Start of INFORMATION

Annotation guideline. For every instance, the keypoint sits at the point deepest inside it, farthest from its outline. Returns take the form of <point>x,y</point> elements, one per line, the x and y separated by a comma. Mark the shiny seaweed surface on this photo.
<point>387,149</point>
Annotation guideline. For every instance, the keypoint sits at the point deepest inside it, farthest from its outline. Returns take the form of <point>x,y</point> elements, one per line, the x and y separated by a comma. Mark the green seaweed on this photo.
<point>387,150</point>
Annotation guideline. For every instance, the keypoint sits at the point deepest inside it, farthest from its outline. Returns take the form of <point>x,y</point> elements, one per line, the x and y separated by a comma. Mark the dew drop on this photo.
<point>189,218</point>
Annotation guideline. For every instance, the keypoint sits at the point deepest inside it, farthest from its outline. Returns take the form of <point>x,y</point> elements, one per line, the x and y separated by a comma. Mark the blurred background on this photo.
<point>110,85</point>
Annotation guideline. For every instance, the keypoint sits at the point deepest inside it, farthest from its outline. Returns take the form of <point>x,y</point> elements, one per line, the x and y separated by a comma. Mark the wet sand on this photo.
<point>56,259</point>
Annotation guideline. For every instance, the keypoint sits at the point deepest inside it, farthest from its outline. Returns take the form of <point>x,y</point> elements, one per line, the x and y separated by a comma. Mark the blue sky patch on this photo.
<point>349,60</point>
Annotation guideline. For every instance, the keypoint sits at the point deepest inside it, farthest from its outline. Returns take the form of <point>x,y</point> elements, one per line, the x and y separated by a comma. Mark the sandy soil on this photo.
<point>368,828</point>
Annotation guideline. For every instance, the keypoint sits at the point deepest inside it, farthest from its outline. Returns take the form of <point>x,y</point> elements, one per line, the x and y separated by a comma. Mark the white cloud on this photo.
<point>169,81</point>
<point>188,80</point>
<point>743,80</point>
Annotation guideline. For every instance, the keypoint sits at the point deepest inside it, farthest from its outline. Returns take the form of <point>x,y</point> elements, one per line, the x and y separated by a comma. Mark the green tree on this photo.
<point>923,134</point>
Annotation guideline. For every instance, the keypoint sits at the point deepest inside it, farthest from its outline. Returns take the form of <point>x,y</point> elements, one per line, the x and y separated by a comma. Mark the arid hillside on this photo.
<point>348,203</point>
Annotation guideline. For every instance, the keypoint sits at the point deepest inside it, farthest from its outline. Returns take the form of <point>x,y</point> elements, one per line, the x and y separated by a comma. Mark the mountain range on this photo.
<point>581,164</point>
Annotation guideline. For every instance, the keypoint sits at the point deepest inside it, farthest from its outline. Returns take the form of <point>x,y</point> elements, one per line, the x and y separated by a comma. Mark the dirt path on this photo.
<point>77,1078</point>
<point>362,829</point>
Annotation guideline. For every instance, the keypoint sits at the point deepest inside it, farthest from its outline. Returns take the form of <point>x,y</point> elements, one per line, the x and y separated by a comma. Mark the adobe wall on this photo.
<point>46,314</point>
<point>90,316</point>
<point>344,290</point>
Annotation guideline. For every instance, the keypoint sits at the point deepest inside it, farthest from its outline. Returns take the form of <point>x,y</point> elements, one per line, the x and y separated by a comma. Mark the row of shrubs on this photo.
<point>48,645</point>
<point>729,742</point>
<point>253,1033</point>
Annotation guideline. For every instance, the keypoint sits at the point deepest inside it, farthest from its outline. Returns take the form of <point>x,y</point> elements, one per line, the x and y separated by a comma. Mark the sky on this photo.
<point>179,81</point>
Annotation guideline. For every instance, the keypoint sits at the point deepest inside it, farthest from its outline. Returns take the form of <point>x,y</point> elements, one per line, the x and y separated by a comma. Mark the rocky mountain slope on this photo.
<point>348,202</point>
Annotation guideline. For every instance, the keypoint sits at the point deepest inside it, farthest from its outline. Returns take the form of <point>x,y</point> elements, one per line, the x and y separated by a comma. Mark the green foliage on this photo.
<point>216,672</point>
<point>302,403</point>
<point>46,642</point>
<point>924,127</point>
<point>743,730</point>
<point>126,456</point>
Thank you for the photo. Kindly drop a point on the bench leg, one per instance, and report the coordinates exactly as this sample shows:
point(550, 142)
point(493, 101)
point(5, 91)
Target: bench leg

End of INFORMATION

**REQUIRED WORK**
Copy out each record above exactly, leaving nothing out.

**YOUR SOLUTION**
Annotation guideline. For every instance, the keypoint sits at the point deepest inside it, farthest from its outline. Returns take the form of <point>x,y</point> elements, one per line, the x and y separated by a comma. Mark the shiny seaweed surface on this photo.
<point>387,149</point>
Annotation guideline. For every instance, the keypoint sits at the point deepest inside it, farthest from its outline. Returns take the form of <point>x,y</point> elements, one per line, the x and y separated by a comma. Mark the green seaweed on this photo.
<point>387,150</point>
Annotation guideline. For every instance, the keypoint sits at the point deepest inside it, farthest from its outline. Returns take the form of <point>x,y</point> elements, one per line, the x and y separated by a comma. Mark the dew drop on this photo.
<point>189,218</point>
Annotation guideline. For every instance, the keypoint sits at the point deepest inside it, farthest from its outline. Returns take the form of <point>x,y</point> elements, one per line, the x and y separated by a comma. Mark the blurred background on this photo.
<point>110,85</point>
Annotation guideline. For every instance, the keypoint sits at the point deepest inside it, farthest from its outline. Returns take the form of <point>x,y</point> elements, one per line, the x and y separated by a comma. Mark the wet sand on this photo.
<point>56,259</point>
Annotation guideline. For every instance, the keypoint sits at the point deepest inside it, farthest from its outline. Returns take the form of <point>x,y</point> elements, one per line, the x and y separated by a comma. Mark the blue sky patch on this photo.
<point>349,60</point>
Annotation guideline. For every instance, the keypoint sits at the point deepest inside it, farthest from its outline. Returns take the form of <point>x,y</point> elements, one per line, the x and y separated by a comma. Mark the sandy soil on this photo.
<point>368,828</point>
Annotation guideline. For every instance, the keypoint sits at the point deepest inside it, farthest from its outline. Returns take the form of <point>x,y</point> elements, one per line, the x and y separated by a comma. Mark the white cloud on this photo.
<point>169,81</point>
<point>188,80</point>
<point>743,80</point>
Annotation guideline. For every instance, the keypoint sits at the point deepest inside it, farthest from its outline. Returns take the form of <point>x,y</point> elements, one per line, the x and y separated by a comma. Mark the green tree on this photo.
<point>923,134</point>
Annotation guideline. For every instance, the keypoint sits at the point deepest inside it, farthest from its outline. Returns take the form of <point>x,y</point> elements, one per line, the x and y separated by a comma. Mark the arid hillside on this photo.
<point>348,203</point>
Annotation guideline. For every instance, the keypoint sits at the point deepest inside it, farthest from its outline. Returns take the form of <point>x,y</point> elements, one per line, the x and y separated by a comma. Mark the mountain range on this photo.
<point>581,164</point>
Annotation guideline. For every instance, the keypoint sits at the point deepest inside it, farthest from its outline. Returns take the form of <point>x,y</point> elements, one per line, the x and y separated by a comma. Mark the dirt path on this photo.
<point>77,1078</point>
<point>362,829</point>
Annotation guideline. For every instance, the keypoint sits at the point deepest inside it, farthest from its outline. Returns take the form of <point>x,y</point> elements, one per line, the x and y separated by a comma. Mark the adobe wall on this photo.
<point>46,314</point>
<point>90,316</point>
<point>344,290</point>
Annotation guideline. For every instance, the keypoint sits at the point deepest inside it, farthest from its outline. Returns take the form of <point>x,y</point> elements, one per line, the x and y separated by a comma. Mark the row of shrubs on this photo.
<point>48,645</point>
<point>729,742</point>
<point>253,1033</point>
Annotation guideline. For every instance, the keypoint sits at the point deepest inside it, farthest from its outline. Returns take the form of <point>x,y</point> elements, one per line, the x and y separated by a comma. Mark the sky on this photo.
<point>179,81</point>
Annotation guideline. For every instance, the keypoint sits at the point deepest inside it, farthest from its outline. Returns take the form of <point>x,y</point> elements, one per line, the x and y separated by a comma. Mark the rocky mountain slope on this photo.
<point>348,202</point>
Annotation guideline. For every instance, the keypoint sits at the point deepest inside it, farthest from its outline. Returns take the form of <point>x,y</point> elements, one per line, the x and y separated by a comma. Mark the green foliage on this photo.
<point>216,672</point>
<point>302,403</point>
<point>46,642</point>
<point>924,127</point>
<point>743,730</point>
<point>126,456</point>
Thank you for the photo. Kindly drop a point on the bench leg, one per instance, and report the coordinates exactly as this sample shows:
point(550, 142)
point(493, 101)
point(5, 91)
Target: bench leg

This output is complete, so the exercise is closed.